With respect to the rule on professionalism, the Board stated that it would discourage employees from engaging in protected public protests of unfair labor practices, or from making statements to third parties protesting their terms and conditions of employment—activity that may not be "positive" toward the Hospital but, according to the Board, is protected by Section 7 of the Act. This decision is another in a series of rulings where the NLRB has taken issue with customary and seemingly uncontroversial work rules that employers have imposed, whether formally or informally, on workers for generations. Only recently have such rules become the target of NLRB enforcement actions. Other recent NLRB rulings along the same lines include the following.
In Quicken Loans, Inc., 359 NLRB No. 141 (2013), for example, the Board found the company's non-disclosure rule to be unlawful. That rule defined "proprietary/confidential information" to include: (i) "non-public information relating to or regarding … personnel"; and (ii) "personnel information including, but not limited to, all personnel lists, rosters, personal information of co-workers" and "handbooks, personnel files, personnel information such as home phones, cell phone numbers, addresses, and email addresses." The Board concluded that the prohibition on disclosure of this information was unlawful because it would substantially hinder employees in the exercise of their rights under the Act.
Similarly, in MCPc, Inc., 360 NLRB No. 39 (2014), the Board invalidated a company's handbook policy, which provided that "dissemination of confidential information within [the Company], such as personal or financial information, etc., will subject the responsible employee to disciplinary action or possible termination." The Board concluded that "employees would reasonably construe this rule to prohibit discussion of wages or other terms and conditions with their co-workers—activity protected by [the Labor Law]."
And in Karl Knauz Motors, Inc., 358 NLRB No. 164 (2012), the Board concluded that a rule in the company's employee handbook that called for "courtesy" on the part of employees was unlawful. The rule stated: "Courtesy is the responsibility of every employee. … No one should be disrespectful or use profanity or any other language which injures the image or reputation of the [employer]." The Board held that a reasonable employee could interpret a prohibition on disrespectful or discourteous activities to include asserting certain rights under the Act, including advocating for improved terms and conditions of employment.
The NLRB's logic in cases such as the above is that the rule "might" be misinterpreted to apply to some unspecific protected activity, regardless of whether the actual application and enforcement of such rules is otherwise unobjectionable.
What This Means for Employers
The current NLRB is continuing to find unlawful any employer policy or rule if there is any arguable basis for it to conclude it may conceivably interfere with protected concerted activities, even if such interference has not occurred or is unlikely to occur.
The remedy ordered in this case was that the Hospital had to rescind the unlawful rules. There were no claims that the Hospital had disciplined any employee for violating those rules. An employer who disciplines an employee for violating an unlawful rule will be ordered to, among other remedies, revoke such discipline and "make whole" the disciplined employee for the employee's economic losses.
Employers should review the wording of each of their current and contemplated policies, evaluate the significance of the policy to the employer and consider making appropriate business judgments about how to proceed in light of the respective benefits and legal risks associated with that policy. This same cost-benefit analysis can be applied with respect to an employer's contemplated discipline, as well.

Source information
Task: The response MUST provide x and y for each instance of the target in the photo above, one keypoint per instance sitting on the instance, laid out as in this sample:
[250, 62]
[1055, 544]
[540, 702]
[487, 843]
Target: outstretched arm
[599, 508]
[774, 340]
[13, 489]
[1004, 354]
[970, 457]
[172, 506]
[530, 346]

Action item A
List every case that the NLRB passage cites by both name and case citation.
Action item B
Decide whether each statement below agrees with the NLRB passage. Answer yes or no and quote the words from the passage that settle it.
(i) The Hospital had disciplined employees for violating the rules at issue.
(ii) The rule in Karl Knauz Motors made courtesy every employee's responsibility.
(iii) The Quicken Loans decision was issued in 2014.
Action item C
According to the NLRB passage, what remedy was ordered against the Hospital?

Exercise response A
- Quicken Loans, Inc., 359 NLRB No. 141 (2013)
- MCPc, Inc., 360 NLRB No. 39 (2014)
- Karl Knauz Motors, Inc., 358 NLRB No. 164 (2012)

Exercise response B
(i) No: "There were no claims that the Hospital had disciplined any employee for violating those rules."
(ii) Yes: "Courtesy is the responsibility of every employee."
(iii) No: "Quicken Loans, Inc., 359 NLRB No. 141 (2013)"

Exercise response C
The Hospital had to rescind the unlawful rules.